** Start RECORDS TO PROCESS **

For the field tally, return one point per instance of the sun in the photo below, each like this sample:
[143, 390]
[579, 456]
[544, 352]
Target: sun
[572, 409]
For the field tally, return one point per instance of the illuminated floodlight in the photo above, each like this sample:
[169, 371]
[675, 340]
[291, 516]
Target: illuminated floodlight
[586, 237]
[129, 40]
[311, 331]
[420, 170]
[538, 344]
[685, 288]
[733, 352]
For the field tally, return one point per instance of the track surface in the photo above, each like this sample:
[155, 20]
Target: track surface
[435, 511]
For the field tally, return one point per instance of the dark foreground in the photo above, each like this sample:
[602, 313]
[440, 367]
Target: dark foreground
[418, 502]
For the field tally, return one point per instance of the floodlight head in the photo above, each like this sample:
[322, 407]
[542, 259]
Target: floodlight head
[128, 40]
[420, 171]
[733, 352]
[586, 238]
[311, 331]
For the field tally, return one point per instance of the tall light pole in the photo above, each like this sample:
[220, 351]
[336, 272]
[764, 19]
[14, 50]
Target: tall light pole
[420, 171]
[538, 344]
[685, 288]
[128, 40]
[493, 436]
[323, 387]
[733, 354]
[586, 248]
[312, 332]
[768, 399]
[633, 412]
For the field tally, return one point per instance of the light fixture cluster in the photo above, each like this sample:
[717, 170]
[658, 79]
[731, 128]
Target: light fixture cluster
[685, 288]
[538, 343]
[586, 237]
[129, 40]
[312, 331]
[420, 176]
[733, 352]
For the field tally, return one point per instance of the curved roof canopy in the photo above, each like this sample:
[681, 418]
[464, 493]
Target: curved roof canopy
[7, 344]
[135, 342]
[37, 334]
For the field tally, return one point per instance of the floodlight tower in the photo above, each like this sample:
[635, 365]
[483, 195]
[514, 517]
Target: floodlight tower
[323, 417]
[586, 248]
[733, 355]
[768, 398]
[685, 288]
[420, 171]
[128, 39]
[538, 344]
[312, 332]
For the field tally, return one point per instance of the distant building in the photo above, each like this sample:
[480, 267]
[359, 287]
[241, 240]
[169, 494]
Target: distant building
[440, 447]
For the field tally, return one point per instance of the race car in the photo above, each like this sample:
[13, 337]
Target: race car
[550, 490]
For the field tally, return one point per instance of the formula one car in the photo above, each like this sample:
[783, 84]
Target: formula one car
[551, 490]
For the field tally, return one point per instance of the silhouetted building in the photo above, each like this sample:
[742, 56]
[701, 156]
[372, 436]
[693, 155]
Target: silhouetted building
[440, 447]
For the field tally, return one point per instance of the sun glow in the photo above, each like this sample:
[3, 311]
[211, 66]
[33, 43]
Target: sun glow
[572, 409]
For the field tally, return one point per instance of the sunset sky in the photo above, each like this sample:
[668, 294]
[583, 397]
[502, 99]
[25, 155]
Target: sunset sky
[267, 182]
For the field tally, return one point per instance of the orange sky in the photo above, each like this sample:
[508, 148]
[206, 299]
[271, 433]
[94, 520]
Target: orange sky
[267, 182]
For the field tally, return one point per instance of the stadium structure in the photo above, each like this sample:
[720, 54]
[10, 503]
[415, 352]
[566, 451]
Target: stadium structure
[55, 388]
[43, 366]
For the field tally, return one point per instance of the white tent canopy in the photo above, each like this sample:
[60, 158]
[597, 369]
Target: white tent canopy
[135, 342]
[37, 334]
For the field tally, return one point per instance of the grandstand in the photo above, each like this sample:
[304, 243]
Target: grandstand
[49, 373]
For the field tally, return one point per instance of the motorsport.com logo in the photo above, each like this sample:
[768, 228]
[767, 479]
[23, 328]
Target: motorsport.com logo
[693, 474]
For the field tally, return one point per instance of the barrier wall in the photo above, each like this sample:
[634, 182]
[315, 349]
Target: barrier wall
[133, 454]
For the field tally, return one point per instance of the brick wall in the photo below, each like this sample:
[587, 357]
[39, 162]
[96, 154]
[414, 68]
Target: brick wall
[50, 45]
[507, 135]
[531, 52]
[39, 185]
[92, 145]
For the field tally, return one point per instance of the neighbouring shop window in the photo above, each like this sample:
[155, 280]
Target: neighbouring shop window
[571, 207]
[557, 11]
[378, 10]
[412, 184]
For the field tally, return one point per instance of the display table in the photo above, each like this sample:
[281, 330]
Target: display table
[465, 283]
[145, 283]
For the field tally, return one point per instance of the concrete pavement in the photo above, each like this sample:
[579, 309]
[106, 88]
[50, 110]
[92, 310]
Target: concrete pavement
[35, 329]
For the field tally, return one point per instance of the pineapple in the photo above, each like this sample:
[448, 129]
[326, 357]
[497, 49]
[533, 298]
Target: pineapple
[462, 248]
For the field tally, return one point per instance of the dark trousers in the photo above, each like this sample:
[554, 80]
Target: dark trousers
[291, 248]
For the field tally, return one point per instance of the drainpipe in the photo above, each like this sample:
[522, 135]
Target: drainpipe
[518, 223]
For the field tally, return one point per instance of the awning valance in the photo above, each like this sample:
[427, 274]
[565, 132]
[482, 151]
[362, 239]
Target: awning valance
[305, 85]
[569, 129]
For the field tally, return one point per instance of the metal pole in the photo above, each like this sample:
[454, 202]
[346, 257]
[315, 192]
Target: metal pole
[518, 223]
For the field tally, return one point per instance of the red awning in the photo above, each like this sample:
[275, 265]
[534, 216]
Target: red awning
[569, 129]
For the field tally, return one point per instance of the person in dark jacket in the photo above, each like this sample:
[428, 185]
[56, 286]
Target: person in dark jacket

** End RECORDS TO PROCESS **

▶ _OBJECTIVE_
Output the stretch of the records from the line containing "of the pineapple" through the end of the records as a Markdown table with the columns Row and Line. Give each line its row number and leave out blank lines.

▶ _EXERCISE RESULT_
| Row | Line |
|---|---|
| 1 | For the field tally, return one point per instance of the pineapple in the photo above, each like this sample: |
| 2 | [448, 129] |
| 3 | [326, 357] |
| 4 | [497, 49] |
| 5 | [533, 298] |
| 6 | Target: pineapple |
| 7 | [462, 248] |
| 8 | For the field tally, return one point per instance of the dark trousers in the photo above, each like this sample: |
| 9 | [554, 80] |
| 10 | Target: dark trousers |
| 11 | [291, 248] |
| 12 | For the field tally, return one point per instance of the drainpipe in the photo above, each like this sample: |
| 13 | [522, 135] |
| 14 | Target: drainpipe |
| 15 | [518, 223] |
| 16 | For the field tally, return one point per instance of the awning valance in the photo above, each like this sample: |
| 17 | [427, 274] |
| 18 | [565, 132] |
| 19 | [482, 151] |
| 20 | [362, 239] |
| 21 | Target: awning valance |
| 22 | [305, 85] |
| 23 | [569, 129] |
| 24 | For the field tally, return one point per instance of the metal pole in the photo above, each like this sample: |
| 25 | [454, 202] |
| 26 | [346, 257] |
| 27 | [315, 192] |
| 28 | Target: metal pole |
| 29 | [518, 223] |
| 30 | For the field tally, return one point per instance of the red awning in the photo above, each like this sample: |
| 31 | [275, 265] |
| 32 | [534, 216] |
| 33 | Target: red awning |
| 34 | [569, 129] |
| 35 | For the field tally, return one point per instance of the person in dark jacket in the photo above, each like this sample: |
| 36 | [428, 185] |
| 37 | [56, 286] |
| 38 | Target: person in dark jacket |